→ Short problem
Return every line in the rows below that contains the string "pink". Case counts.

## begin Material

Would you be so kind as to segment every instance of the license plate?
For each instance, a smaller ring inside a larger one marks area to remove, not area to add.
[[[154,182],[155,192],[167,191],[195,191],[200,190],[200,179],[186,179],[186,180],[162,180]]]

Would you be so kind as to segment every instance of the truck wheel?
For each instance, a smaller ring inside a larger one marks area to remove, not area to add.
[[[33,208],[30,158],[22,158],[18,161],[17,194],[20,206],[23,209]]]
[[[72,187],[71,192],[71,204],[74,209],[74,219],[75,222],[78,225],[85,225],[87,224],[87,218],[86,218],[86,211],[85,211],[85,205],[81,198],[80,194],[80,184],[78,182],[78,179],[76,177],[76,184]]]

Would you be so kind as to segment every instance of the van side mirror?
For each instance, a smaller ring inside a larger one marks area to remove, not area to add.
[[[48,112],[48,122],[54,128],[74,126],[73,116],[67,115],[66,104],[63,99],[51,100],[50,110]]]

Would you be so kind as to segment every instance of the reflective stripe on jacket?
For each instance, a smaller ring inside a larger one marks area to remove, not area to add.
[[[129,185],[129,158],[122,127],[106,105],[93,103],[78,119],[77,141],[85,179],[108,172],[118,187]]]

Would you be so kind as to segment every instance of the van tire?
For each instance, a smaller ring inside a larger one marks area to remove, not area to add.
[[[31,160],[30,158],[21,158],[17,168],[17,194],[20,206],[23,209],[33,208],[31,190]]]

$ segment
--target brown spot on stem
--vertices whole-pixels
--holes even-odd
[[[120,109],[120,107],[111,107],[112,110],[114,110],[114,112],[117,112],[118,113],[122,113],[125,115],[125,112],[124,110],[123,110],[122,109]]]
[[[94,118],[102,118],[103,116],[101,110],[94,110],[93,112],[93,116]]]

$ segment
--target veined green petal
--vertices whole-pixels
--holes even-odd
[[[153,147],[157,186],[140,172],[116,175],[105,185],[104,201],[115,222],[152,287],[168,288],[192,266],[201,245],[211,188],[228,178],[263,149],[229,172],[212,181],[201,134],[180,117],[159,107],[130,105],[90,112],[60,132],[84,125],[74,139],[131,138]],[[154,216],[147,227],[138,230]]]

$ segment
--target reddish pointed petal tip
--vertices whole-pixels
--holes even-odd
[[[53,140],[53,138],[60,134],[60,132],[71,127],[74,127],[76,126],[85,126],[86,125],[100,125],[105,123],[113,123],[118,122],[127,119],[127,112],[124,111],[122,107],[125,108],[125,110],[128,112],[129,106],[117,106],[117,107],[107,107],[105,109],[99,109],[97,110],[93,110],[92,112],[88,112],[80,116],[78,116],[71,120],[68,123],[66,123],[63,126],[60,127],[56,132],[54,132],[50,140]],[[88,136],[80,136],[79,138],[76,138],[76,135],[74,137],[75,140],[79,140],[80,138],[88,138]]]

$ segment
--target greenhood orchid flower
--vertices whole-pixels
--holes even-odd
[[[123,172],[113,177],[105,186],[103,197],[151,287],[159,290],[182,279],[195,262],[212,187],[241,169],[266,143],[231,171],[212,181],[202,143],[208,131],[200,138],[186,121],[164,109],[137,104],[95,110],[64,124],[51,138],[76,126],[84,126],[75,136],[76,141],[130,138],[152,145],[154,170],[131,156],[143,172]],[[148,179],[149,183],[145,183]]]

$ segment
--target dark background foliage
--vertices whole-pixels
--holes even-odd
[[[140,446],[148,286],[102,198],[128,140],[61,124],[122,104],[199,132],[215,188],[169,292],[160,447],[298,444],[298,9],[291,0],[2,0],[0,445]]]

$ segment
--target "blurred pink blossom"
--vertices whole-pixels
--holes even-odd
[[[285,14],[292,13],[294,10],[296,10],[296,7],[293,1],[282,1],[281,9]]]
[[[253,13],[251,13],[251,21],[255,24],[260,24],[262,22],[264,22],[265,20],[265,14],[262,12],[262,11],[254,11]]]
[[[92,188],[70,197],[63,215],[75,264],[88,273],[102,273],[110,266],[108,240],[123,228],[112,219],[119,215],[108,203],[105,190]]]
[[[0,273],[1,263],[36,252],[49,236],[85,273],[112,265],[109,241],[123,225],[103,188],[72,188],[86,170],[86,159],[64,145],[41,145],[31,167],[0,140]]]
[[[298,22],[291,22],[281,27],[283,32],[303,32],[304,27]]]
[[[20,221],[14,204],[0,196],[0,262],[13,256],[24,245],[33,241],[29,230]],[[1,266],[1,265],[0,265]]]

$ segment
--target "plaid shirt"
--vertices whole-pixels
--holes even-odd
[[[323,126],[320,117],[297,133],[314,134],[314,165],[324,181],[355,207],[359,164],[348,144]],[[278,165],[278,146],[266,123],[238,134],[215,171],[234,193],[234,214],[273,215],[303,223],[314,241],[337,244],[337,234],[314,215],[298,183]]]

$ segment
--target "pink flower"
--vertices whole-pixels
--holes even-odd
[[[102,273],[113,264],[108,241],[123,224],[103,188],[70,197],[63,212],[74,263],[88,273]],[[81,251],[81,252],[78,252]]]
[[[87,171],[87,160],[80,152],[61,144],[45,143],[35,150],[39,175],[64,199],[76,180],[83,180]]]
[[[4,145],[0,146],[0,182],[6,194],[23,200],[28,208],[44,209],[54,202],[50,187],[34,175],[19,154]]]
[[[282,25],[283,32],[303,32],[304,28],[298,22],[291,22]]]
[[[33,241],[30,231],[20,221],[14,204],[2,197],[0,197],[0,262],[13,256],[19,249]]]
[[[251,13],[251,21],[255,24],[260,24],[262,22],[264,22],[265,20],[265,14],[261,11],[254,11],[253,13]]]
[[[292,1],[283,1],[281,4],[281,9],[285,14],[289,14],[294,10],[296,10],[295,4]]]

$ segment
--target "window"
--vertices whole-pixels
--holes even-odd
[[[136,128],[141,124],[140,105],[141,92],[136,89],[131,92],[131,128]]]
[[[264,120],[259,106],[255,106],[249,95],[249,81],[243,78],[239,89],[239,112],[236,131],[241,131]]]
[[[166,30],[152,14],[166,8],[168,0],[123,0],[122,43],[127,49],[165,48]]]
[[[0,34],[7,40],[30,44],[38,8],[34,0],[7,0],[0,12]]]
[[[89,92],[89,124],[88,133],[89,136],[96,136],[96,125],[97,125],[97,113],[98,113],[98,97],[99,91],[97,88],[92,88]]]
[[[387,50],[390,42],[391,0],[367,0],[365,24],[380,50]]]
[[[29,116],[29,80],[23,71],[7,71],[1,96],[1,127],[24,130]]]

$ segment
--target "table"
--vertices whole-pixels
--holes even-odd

## end Material

→ Complete answer
--target "blurred pink blossom"
--target "pink flower"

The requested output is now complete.